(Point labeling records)
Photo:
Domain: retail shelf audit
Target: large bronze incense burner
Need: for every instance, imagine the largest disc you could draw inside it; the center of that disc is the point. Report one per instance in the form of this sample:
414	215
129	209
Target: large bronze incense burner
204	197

> **YOUR GOAL**:
Give these records again with every "bronze" swapped for "brass", leaving everything else unchanged.

> **TASK RESPONSE**:
Photo:
Domain: retail shelf audit
Target: large brass incense burner
Need: for every instance, imagine the largest disc you could draw inside it; the center of that disc is the point. Report one per instance in the form of this sample:
414	215
129	209
Target: large brass incense burner
204	197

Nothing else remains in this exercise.